• Your task: Copy the following material line for line, with no changes.

• Data lines:
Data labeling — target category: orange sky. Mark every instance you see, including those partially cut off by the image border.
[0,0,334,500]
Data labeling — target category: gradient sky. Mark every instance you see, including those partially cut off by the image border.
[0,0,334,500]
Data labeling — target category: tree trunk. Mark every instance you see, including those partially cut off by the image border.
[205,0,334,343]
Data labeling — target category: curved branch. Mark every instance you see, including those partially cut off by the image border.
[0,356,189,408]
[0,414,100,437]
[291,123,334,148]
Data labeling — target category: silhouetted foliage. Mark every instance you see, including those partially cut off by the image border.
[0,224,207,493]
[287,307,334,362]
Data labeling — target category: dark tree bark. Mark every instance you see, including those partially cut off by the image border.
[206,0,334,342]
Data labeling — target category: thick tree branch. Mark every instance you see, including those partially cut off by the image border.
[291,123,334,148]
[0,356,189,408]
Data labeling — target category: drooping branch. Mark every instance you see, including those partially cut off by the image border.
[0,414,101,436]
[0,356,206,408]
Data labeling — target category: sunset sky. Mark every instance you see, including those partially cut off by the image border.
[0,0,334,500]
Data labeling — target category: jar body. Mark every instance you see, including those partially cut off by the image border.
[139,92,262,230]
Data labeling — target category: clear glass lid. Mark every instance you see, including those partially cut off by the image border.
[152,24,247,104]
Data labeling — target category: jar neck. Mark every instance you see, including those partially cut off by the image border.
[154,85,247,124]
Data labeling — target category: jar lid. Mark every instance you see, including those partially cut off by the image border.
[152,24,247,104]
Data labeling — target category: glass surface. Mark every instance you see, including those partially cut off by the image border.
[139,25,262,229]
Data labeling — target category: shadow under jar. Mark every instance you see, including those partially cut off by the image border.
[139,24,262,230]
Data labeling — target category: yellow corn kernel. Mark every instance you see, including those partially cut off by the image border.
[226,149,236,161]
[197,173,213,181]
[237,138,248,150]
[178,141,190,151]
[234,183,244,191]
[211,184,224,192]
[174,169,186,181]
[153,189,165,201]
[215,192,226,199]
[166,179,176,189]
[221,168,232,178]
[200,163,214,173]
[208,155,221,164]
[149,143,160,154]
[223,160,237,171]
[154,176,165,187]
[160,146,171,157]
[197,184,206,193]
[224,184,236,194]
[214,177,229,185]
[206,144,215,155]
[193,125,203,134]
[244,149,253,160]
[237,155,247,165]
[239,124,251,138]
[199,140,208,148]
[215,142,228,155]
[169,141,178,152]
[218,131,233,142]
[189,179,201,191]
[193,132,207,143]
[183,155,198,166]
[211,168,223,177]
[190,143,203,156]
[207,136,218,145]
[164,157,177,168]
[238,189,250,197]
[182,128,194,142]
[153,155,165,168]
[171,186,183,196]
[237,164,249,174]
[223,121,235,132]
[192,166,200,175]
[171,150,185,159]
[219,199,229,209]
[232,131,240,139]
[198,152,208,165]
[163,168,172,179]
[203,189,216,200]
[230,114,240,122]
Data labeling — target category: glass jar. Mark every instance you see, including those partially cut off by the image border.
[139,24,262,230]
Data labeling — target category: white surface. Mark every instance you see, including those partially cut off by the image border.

• Reply to the task:
Data labeling — target category: orange sky. Mark every instance you see, including those partially cut off by the image border.
[0,0,334,500]
Data labeling — target category: gradient sky. Mark every instance you see, including those partially cut off by the image border.
[0,0,334,500]
Data labeling — target category: tree trunk. Mark every instance you see, including those partially cut off by the image border.
[205,0,334,343]
Data labeling — target category: curved branch. Mark every instance you see, including those partially cut off by the image border.
[0,356,189,408]
[0,414,100,437]
[291,123,334,148]
Data labeling — target category: silhouetted foliage. Mark every instance you see, including those partially cut off by the image border.
[0,224,207,493]
[287,307,334,362]
Data labeling — target category: dark tree bark. Mark every instance you see, including those partially cut off by the image border.
[206,0,334,342]
Data labeling — target category: thick tree branch. Mark every instance you see, including those partially cut off by the image border.
[291,123,334,148]
[0,356,189,408]
Data labeling — target category: drooping branch. Mark every instance you see, including those partially cut off by the image border.
[0,414,101,436]
[0,356,206,408]
Data labeling — target category: sunset sky. Mark every instance you see, including those partially cut off by the image border.
[0,0,334,500]
Data labeling — target category: jar body. Mark every instance you see, including those partially cut off by the image border.
[139,92,262,230]
Data labeling — target category: clear glass lid. Mark every instance you see, including those partially cut off by the image border.
[152,24,247,104]
Data labeling — target category: jar neck. Mark every instance you see, including those partially cut off by the image border.
[154,85,247,124]
Data labeling — target category: jar lid. Mark every instance you see, including those partially cut off by the image border.
[152,24,247,104]
Data labeling — target category: glass surface. Mark every instance you see, including those partially cut off by the image border.
[139,25,262,229]
Data labeling — target category: shadow under jar. Mark every instance you see, including those partially cut off by the image border.
[139,24,262,230]
Data labeling — target category: yellow corn kernel. Mark every instance you see, including those partially cut off by the image border.
[226,149,236,161]
[197,173,213,181]
[237,138,248,150]
[178,141,190,151]
[234,183,244,191]
[211,184,224,192]
[174,169,186,181]
[153,189,165,201]
[215,192,226,199]
[166,179,176,189]
[221,168,232,178]
[200,163,214,173]
[208,155,221,164]
[149,143,160,154]
[223,160,237,171]
[154,176,165,187]
[160,146,171,157]
[197,184,206,193]
[224,184,236,194]
[214,177,229,185]
[206,144,215,155]
[193,125,203,134]
[244,149,253,160]
[237,155,247,165]
[239,124,251,138]
[199,140,208,148]
[215,142,228,155]
[169,141,178,152]
[218,131,233,142]
[189,179,201,191]
[193,132,207,143]
[183,155,198,166]
[211,168,223,177]
[190,143,203,156]
[207,136,218,145]
[164,157,177,168]
[238,189,250,197]
[182,128,194,142]
[153,155,165,168]
[171,186,183,196]
[237,164,249,174]
[223,121,235,132]
[192,166,200,175]
[171,150,185,159]
[219,199,229,209]
[232,131,240,139]
[198,152,208,165]
[163,168,172,179]
[203,189,216,200]
[230,114,240,122]
Data labeling — target category: glass jar. Mark every instance you see, including those partially cut off by the image border.
[139,24,262,230]
Data labeling — target category: white surface. Mark every instance you see, including those partially cut off by the image border.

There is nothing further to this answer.